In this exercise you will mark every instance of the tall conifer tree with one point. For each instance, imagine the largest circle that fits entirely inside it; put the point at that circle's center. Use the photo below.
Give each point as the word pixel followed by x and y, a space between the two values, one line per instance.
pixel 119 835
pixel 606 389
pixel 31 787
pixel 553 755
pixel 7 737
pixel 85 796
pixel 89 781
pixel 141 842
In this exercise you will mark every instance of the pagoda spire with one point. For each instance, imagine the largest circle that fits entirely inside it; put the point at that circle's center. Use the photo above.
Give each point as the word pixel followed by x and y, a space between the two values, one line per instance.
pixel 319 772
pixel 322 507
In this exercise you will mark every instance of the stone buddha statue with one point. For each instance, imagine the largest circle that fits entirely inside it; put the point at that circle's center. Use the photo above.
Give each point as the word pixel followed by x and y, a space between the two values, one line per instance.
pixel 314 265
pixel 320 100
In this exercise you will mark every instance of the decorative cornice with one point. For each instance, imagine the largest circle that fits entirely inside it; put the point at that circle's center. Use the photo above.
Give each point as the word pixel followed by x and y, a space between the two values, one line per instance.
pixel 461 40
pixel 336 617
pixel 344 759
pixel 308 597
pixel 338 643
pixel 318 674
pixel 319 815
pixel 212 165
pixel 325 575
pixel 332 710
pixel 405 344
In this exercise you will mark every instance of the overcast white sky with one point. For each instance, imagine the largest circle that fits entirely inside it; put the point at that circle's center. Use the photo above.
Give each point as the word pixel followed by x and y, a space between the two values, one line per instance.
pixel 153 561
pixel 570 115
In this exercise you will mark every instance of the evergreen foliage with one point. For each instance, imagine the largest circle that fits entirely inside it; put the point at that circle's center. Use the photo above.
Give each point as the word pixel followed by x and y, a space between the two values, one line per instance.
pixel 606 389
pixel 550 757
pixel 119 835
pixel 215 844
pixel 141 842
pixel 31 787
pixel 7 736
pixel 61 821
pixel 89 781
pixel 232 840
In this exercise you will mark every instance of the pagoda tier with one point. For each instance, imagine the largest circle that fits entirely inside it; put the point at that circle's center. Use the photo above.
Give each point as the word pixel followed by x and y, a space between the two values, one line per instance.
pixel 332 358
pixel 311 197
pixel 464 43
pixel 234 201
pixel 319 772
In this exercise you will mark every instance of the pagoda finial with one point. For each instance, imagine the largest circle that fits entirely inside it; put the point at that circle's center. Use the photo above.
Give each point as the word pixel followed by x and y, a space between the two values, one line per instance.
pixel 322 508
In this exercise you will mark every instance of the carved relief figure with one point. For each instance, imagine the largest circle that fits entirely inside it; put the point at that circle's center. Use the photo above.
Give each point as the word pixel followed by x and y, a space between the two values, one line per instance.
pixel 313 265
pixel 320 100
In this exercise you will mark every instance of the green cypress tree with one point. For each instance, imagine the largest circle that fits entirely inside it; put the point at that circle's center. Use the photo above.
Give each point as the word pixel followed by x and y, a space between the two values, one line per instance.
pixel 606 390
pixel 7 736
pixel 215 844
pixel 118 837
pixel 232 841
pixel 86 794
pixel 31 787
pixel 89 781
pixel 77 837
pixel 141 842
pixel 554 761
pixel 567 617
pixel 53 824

§ §

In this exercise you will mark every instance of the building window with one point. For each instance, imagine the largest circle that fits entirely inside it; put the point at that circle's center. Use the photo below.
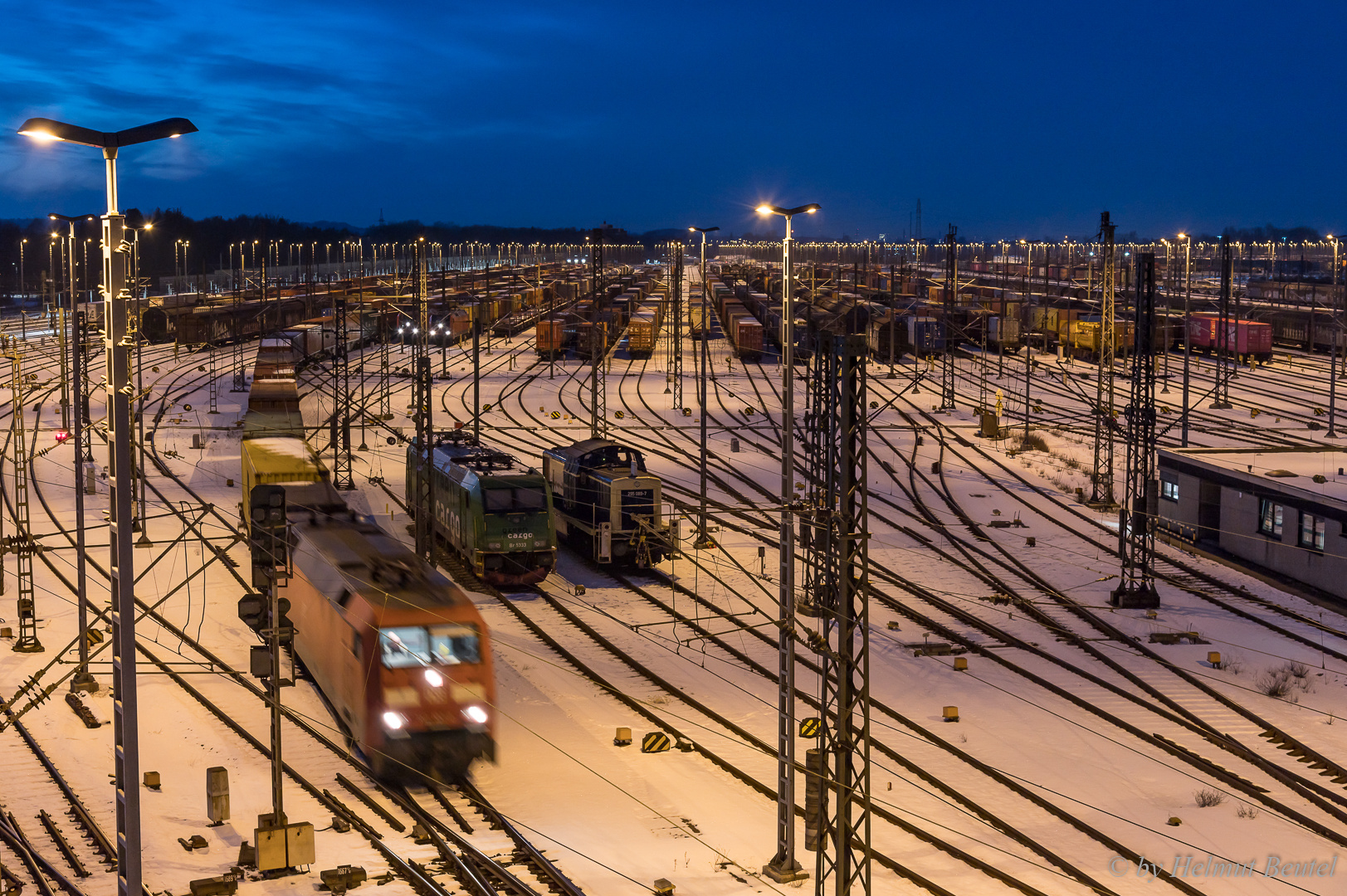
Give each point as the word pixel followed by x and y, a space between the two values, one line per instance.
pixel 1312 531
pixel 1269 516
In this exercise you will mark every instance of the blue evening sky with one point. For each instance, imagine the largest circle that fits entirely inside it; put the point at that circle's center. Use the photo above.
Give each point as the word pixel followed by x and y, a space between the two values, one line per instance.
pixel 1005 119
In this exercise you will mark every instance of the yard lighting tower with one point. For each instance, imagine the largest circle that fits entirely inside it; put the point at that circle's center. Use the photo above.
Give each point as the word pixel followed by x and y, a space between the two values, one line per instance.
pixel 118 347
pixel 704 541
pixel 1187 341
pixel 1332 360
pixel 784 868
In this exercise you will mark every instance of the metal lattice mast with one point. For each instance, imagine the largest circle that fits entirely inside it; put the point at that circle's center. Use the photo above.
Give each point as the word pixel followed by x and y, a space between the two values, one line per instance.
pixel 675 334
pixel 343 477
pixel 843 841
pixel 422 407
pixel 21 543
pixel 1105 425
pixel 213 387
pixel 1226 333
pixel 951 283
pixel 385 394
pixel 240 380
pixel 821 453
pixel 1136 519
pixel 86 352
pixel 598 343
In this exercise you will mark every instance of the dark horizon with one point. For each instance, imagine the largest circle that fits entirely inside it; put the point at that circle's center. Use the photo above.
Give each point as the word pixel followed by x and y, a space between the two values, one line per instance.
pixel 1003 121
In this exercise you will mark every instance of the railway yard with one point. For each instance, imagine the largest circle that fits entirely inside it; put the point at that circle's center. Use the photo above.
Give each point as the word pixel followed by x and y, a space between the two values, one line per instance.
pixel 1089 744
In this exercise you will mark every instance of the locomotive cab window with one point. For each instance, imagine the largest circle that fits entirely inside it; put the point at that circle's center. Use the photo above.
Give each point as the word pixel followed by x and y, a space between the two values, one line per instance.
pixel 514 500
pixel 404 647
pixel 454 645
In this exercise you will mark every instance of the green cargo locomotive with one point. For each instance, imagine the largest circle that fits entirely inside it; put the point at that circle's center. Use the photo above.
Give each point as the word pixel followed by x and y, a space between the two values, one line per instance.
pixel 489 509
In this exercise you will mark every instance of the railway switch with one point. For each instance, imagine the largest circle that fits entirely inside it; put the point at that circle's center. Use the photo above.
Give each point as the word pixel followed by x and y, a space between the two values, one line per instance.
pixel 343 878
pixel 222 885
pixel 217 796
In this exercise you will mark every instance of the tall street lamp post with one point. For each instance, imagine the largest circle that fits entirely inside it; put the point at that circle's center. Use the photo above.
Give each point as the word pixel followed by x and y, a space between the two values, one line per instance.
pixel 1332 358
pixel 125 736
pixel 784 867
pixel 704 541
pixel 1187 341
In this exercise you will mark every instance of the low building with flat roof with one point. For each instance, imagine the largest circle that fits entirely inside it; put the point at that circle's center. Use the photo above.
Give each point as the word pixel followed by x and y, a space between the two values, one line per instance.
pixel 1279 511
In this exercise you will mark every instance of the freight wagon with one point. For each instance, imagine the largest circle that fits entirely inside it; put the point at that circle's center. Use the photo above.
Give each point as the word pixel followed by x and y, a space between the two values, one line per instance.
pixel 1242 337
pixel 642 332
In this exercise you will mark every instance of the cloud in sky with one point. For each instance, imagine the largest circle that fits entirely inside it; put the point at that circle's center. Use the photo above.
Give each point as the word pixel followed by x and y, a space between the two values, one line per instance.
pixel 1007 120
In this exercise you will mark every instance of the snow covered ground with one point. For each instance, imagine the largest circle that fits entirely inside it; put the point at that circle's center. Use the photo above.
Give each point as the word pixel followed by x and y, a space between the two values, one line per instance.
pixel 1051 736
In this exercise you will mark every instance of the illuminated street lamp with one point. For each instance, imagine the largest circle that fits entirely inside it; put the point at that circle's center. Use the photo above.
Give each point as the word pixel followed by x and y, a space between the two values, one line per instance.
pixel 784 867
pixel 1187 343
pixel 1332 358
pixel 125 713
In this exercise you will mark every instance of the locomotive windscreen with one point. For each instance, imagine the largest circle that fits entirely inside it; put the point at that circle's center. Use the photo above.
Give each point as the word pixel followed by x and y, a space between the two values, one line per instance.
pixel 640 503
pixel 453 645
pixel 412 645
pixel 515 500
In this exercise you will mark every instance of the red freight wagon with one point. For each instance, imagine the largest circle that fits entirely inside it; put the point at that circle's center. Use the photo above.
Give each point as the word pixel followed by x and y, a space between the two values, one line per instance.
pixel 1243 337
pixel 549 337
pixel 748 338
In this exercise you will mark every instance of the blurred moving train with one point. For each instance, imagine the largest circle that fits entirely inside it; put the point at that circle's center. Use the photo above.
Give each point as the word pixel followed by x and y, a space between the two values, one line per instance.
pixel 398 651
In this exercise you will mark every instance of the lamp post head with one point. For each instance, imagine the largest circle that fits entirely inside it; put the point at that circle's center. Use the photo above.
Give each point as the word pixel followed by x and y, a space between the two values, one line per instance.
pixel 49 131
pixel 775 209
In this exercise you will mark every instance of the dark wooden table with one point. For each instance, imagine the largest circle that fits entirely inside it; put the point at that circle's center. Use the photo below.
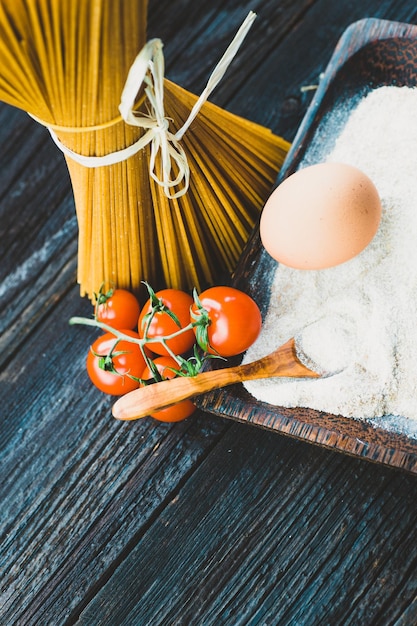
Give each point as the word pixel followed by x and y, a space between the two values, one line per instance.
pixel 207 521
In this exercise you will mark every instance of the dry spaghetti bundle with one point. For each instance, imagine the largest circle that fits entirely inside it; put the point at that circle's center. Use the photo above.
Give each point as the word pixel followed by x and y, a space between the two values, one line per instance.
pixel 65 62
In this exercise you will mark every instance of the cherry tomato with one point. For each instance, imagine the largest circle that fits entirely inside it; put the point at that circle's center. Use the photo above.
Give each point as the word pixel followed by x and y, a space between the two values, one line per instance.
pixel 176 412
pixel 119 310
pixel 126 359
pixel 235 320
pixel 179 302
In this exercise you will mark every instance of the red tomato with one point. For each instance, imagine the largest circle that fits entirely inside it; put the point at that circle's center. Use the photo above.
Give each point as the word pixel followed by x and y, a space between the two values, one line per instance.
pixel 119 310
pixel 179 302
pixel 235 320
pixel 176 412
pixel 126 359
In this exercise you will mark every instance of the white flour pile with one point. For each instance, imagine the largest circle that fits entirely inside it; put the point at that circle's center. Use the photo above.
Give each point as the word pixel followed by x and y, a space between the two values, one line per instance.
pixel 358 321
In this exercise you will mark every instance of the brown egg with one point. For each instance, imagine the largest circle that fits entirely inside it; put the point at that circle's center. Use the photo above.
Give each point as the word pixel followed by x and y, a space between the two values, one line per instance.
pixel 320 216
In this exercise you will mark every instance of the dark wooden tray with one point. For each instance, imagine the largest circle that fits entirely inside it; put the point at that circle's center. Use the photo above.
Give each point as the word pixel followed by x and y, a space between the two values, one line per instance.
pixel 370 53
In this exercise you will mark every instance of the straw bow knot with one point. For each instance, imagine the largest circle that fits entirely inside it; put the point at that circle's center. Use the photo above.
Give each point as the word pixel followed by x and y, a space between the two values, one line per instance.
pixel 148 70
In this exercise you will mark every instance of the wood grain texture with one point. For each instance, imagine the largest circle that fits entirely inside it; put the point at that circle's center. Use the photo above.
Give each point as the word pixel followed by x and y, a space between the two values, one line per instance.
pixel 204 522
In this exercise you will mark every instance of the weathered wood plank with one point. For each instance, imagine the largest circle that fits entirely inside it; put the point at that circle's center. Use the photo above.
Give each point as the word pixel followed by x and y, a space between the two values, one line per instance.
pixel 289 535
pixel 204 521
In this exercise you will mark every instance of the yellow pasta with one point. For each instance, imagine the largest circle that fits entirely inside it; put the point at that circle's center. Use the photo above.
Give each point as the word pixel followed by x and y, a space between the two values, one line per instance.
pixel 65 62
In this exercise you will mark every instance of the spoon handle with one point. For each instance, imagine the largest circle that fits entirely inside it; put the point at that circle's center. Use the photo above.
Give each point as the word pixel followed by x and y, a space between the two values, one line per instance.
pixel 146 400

§ §

**What you need to do**. Among the entries above, the lines between the ones containing "the locomotive cab" and "the green cargo", inclusive, are to be transcribed exactly. No other line is to be given.

**Output of the exercise**.
In this exercise you will mark every instance of the locomotive cab window with one point. For each instance, imagine the largest circle that fits entirely inside it; put the point at that circle's center. Use the photo above.
Give each point as the word pixel followed by x and y, a space between the two values, one line per instance.
pixel 514 500
pixel 404 647
pixel 454 645
In this exercise you will mark every instance of the green cargo locomotive with one point. For each instance, imagine the largest circle that fits entirely inside it; put the point at that circle's center. Use the photo above.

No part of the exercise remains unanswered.